▶ Written problem:
Could you edit the data from the line containing "Target: mountain peak" through the end, inclusive, replacing "boulder" with "stone" and leaving everything else unchanged? Return only those lines.

--- start of Dataset excerpts ---

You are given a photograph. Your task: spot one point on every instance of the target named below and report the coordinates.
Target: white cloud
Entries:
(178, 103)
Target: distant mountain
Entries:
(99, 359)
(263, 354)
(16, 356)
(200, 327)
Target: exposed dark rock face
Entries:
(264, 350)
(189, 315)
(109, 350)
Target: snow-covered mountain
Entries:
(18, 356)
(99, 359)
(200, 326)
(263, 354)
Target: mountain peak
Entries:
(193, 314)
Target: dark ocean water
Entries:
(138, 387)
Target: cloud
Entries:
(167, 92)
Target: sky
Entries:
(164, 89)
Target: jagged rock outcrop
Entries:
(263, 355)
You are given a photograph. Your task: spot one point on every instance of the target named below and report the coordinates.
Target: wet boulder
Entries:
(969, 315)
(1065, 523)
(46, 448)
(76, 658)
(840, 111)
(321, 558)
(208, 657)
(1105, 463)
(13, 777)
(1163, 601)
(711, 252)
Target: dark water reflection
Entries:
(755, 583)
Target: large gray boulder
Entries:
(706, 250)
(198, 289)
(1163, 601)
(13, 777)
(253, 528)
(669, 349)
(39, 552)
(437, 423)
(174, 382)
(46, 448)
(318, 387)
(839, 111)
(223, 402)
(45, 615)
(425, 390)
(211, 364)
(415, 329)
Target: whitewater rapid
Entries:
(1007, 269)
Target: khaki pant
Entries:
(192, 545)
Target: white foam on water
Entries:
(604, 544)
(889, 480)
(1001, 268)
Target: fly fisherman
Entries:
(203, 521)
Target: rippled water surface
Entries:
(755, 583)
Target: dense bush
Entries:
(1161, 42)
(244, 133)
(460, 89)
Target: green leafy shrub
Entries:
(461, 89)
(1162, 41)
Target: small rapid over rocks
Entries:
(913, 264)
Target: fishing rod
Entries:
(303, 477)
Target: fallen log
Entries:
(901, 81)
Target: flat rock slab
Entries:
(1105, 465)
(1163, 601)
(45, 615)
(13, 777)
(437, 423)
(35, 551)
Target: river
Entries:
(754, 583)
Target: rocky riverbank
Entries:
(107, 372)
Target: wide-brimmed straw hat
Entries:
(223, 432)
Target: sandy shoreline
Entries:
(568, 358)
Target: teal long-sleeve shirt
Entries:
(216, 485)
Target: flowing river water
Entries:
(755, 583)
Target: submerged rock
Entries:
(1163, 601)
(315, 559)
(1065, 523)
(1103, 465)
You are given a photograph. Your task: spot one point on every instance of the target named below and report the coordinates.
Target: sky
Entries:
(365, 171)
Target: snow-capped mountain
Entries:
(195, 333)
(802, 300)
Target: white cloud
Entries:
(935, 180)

--- end of Dataset excerpts ---

▶ Full response:
Target: mountain peak
Entries:
(193, 314)
Target: dark ocean water
Entries:
(138, 387)
Target: cloud
Entries:
(167, 92)
Target: sky
Entries:
(164, 89)
Target: jagged rock outcrop
Entries:
(263, 355)
You are given a photograph. Your task: spot one point on every instance of the target named below and report the coordinates.
Target: wet stone
Entries:
(969, 315)
(1065, 523)
(46, 448)
(76, 658)
(840, 111)
(321, 558)
(208, 657)
(1105, 463)
(13, 777)
(1163, 601)
(711, 252)
Target: dark water reflection
Entries:
(755, 583)
Target: large gray stone
Entries:
(706, 250)
(198, 289)
(1163, 601)
(13, 777)
(253, 528)
(669, 349)
(39, 552)
(437, 423)
(174, 382)
(46, 448)
(318, 387)
(839, 111)
(223, 402)
(45, 615)
(425, 390)
(211, 364)
(415, 329)
Target: whitewater rapid
Entries:
(1007, 269)
Target: khaki pant
Entries:
(192, 545)
Target: white foam on water
Entries:
(604, 544)
(889, 480)
(1001, 268)
Target: fly fisherman
Entries:
(203, 521)
Target: rippled water surface
Entries:
(755, 583)
Target: dense bush
Entries:
(1161, 42)
(244, 133)
(460, 89)
Target: green leafy shrub
Entries:
(461, 89)
(1162, 41)
Target: small rapid over rocks
Entries:
(913, 264)
Target: fishing rod
Entries:
(303, 477)
Target: fallen log
Entries:
(901, 81)
Target: flat rock slab
Entries:
(1105, 465)
(1163, 601)
(45, 615)
(13, 777)
(437, 423)
(35, 551)
Target: river
Entries:
(754, 583)
Target: rocky riverbank
Entries:
(107, 372)
Target: wide-brimmed straw hat
Entries:
(223, 432)
Target: sandy shoreline
Entries:
(568, 358)
Target: teal long-sleeve shirt
Entries:
(216, 485)
Target: flowing river water
Entries:
(755, 583)
Target: submerged rock
Entries:
(1163, 601)
(315, 559)
(1065, 523)
(1103, 465)
You are given a photograph. Your task: spot one point on every instance of the target named below and report the coordinates.
Target: sky
Entries:
(365, 171)
Target: snow-capped mountain
Entries:
(195, 333)
(802, 300)
Target: white cloud
Entries:
(935, 180)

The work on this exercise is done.